§ **Exercise materials**:
Segment Open

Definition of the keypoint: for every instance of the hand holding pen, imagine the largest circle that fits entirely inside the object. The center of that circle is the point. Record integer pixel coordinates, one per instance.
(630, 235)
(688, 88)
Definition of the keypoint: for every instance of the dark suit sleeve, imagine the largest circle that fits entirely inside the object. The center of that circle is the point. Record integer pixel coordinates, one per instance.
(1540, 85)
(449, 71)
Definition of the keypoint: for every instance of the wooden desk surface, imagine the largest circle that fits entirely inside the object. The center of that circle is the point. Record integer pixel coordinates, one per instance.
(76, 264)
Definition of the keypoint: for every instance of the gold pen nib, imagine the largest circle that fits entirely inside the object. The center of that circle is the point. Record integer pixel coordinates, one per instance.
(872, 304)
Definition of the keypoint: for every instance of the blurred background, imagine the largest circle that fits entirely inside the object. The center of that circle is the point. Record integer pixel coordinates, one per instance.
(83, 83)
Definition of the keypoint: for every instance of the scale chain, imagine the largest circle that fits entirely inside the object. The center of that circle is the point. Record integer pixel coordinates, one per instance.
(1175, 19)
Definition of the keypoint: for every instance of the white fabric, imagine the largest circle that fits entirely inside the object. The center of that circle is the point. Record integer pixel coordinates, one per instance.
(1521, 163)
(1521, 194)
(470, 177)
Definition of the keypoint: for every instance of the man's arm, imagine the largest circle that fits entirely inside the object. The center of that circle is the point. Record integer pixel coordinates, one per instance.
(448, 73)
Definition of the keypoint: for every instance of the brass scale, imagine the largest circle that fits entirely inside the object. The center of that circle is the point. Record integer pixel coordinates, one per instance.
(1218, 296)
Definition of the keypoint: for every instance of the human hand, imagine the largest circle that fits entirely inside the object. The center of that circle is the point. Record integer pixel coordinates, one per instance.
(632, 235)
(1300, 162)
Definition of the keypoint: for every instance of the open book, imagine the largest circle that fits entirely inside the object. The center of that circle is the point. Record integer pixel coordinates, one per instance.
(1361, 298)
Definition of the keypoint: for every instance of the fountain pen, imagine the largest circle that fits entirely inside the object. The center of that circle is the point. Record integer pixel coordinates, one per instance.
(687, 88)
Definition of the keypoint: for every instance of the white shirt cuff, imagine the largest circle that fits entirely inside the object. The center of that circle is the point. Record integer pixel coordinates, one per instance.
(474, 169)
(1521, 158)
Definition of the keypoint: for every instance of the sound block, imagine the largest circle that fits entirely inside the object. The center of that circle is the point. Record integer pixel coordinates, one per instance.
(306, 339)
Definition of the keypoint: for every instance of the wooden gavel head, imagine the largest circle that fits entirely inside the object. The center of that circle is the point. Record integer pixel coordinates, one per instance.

Segment Closed

§ **Exercise goal**: Beginning with the line that holds "Definition of the keypoint: for every instance of the brass" and ending with the last line of the data, copy each line exactly and add nothing.

§ **Finished task**:
Definition of the keypoint: for every instance of the brass scale, imagine the largest circle that fits entirely inside the object. The center of that circle is the point. Record integer pixel coordinates, one per instance.
(1218, 296)
Definition of the keypoint: for every instance of the human hand, imagine the largest circle that fits entirely inside the object. The center of that circle is the point. Record integer pixel coordinates, one per instance.
(632, 235)
(1300, 162)
Definition of the keypoint: for every instance of the open book, imagine the largest circle that fits entirely inside the object. The center of that circle is the point. Record integer pixel coordinates, one per instance.
(1361, 298)
Definition of the keypoint: for every instance of the fountain pen, imagine the largest circle that fits entirely inside the object. The center of that circle is the point. Record integer pixel coordinates, one per instance.
(687, 88)
Definition of the keypoint: for every instance of the white shirt cuff, imagine the largest circle that fits entirely inside the object. The center of that circle is the point. Record integer pixel coordinates, one per instance.
(474, 169)
(1521, 158)
Definition of the keypoint: for every instance of the sound block, imagine the largest circle that fits entirely inside the object. The center of that circle is the point. Record integer pixel coordinates, one per instance.
(306, 339)
Definition of the keypoint: for every instance of the wooden gavel head, imagine the largest circle that fits entirely inside the object. The center of that circle is the point. Record integer pixel coordinates, one per instance.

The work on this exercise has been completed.